▶ Supplied text
We will return to the other options later.

Note
in particular the third option which enables you to store the experimental
semi-variograms - not the model - on a text file for input to (say) a report
quality graphics package. An EcoSSe
option (read in experimental semi-variograms) exists, which allows you to read
this file back in and continue with the modelling stage.
The
Wolfcamp data exhibits a very strong polynomial type trend in values. Before we
can analyse this data geostatistically, we must investigate this trend. There
are two reasons for this. Firstly, the calculation of a semi-variogram is only
valid on data which do not exhibit a trend. The parabolic upturn in the graph
warned us that we were trespassing on forbidden ground. To produce a valid
semi-variogram we must remove the trend and recalculate the graph on the
remaining “residual” variation.
Secondly,
if we proceed to geostatistical estimation (Kriging) then we must provide the
semi-variogram of the residual variation plus an indication of what kind of
trend we expect to find. There are many ways of approaching this problem. EcoSSe
offers you one of the simplest - Polynomial Trend Surface
Analysis. This analysis fits three surfaces to your data - a planar or linear surface, a quadratic
(dome or bowl) surface and a cubic (saddle point) surface. Statistical analyses
are provided to help you judge which is most appropriate or whether you need
something a little more specialised. Contour maps are also provided to give you
a visual indication of the shape of the smooth, underlying, trend on your data.
EcoSSe remembers which variables you have been
analysing, checks them to make sure you have all you need and offers these as
acceptable for the trend surface analysis:

Click
on
to continue studying the same combination of
variables. The three surfaces will be fitted by standard least squares
regression. A menu bar will appear offering you various options.

Choosing
the
option will bring up a dialog box which
contains the calculated coefficients for each term in the three trend
surfaces.

▶ What to work on
[1] Can you quote the trend surface passage from "EcoSSe remembers which" up to and including "you various options."?
[2] Could you write out the rows from the line with "the wooden table" up to and including the last line of the rows, changing "pointer" to "cursor" and keeping everything else the same?
The passage on trend surface analysis and the rows after it have no connection to each other.

▶ The input
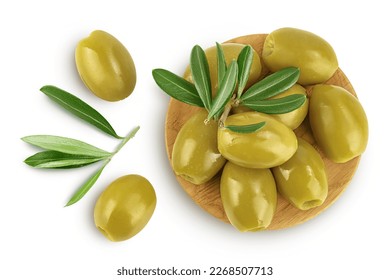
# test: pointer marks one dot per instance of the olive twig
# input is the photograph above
(225, 114)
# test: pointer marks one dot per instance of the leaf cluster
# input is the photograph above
(232, 80)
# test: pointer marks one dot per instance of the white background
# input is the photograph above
(40, 239)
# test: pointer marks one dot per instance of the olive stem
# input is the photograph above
(226, 111)
(125, 140)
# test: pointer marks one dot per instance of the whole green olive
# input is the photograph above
(248, 196)
(286, 47)
(338, 122)
(125, 207)
(302, 179)
(195, 155)
(270, 146)
(294, 118)
(105, 66)
(231, 51)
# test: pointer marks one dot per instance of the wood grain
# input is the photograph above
(207, 196)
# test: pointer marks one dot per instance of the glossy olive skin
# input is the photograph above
(286, 47)
(294, 118)
(249, 197)
(105, 66)
(231, 51)
(125, 207)
(338, 122)
(302, 180)
(195, 155)
(270, 146)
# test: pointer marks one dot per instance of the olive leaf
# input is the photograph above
(177, 87)
(277, 106)
(272, 85)
(79, 194)
(225, 90)
(54, 159)
(221, 63)
(65, 145)
(249, 128)
(201, 75)
(244, 61)
(79, 108)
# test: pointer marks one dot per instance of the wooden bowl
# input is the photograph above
(207, 195)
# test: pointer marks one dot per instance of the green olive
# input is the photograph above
(288, 47)
(195, 155)
(248, 196)
(338, 122)
(231, 51)
(105, 66)
(125, 207)
(294, 118)
(268, 147)
(302, 179)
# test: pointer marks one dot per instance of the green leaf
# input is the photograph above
(250, 128)
(54, 159)
(65, 145)
(225, 91)
(277, 106)
(79, 108)
(85, 187)
(221, 62)
(177, 87)
(244, 62)
(201, 75)
(272, 85)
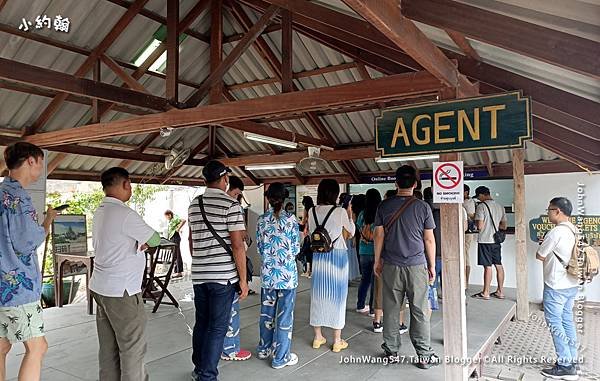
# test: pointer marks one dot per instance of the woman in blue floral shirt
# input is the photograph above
(20, 278)
(278, 241)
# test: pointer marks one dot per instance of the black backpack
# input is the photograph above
(320, 241)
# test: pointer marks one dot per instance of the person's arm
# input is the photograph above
(181, 224)
(429, 240)
(21, 222)
(379, 236)
(503, 223)
(135, 227)
(237, 229)
(348, 223)
(239, 257)
(547, 246)
(479, 217)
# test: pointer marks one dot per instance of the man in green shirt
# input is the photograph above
(175, 225)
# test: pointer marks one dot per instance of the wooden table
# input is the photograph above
(88, 262)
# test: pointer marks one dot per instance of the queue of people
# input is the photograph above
(396, 245)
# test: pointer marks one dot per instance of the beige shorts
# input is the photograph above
(21, 323)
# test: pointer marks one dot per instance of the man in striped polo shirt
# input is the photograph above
(218, 267)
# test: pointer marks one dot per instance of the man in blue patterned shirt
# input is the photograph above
(20, 277)
(278, 242)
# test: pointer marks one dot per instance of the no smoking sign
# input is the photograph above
(448, 182)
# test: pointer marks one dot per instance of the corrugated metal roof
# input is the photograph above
(92, 20)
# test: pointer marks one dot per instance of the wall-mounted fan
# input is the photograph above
(313, 163)
(177, 156)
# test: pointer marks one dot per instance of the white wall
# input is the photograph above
(540, 189)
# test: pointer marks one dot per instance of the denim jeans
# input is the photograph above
(213, 310)
(231, 345)
(438, 275)
(558, 310)
(366, 269)
(276, 323)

▶ Answers in order
[1]
EcoSSe remembers which variables you have been
analysing, checks them to make sure you have all you need and offers these as
acceptable for the trend surface analysis:

Click
on
to continue studying the same combination of
variables. The three surfaces will be fitted by standard least squares
regression. A menu bar will appear offering you various options.

[2]
# test: cursor marks one dot per instance of the wooden table
# input is the photograph above
(88, 262)
# test: cursor marks one dot per instance of the queue of people
# input is the photograph above
(396, 245)
# test: cursor marks one dot per instance of the beige shorts
# input is the photograph above
(21, 323)
# test: cursor marks one dot per instance of the man in striped polo shirt
# input is the photograph above
(218, 267)
# test: cursor marks one dot per instance of the man in blue patterned shirt
# input is the photograph above
(20, 277)
(278, 242)
# test: cursor marks one dot per instance of the no smoking sign
# input is the photograph above
(448, 182)
# test: cursor marks one dot per instance of the corrugated metal roof
# input is the photograph above
(92, 20)
# test: cursor marks one dot per instance of the wall-mounted fan
# input is the photograph above
(313, 163)
(177, 156)
# test: cursor marks one dot per instance of the white wall
# input is the photograph above
(540, 189)
# test: cursor marks one dot per instance of the denim jeans
# input is the photograph above
(213, 310)
(231, 345)
(438, 275)
(558, 310)
(366, 269)
(276, 323)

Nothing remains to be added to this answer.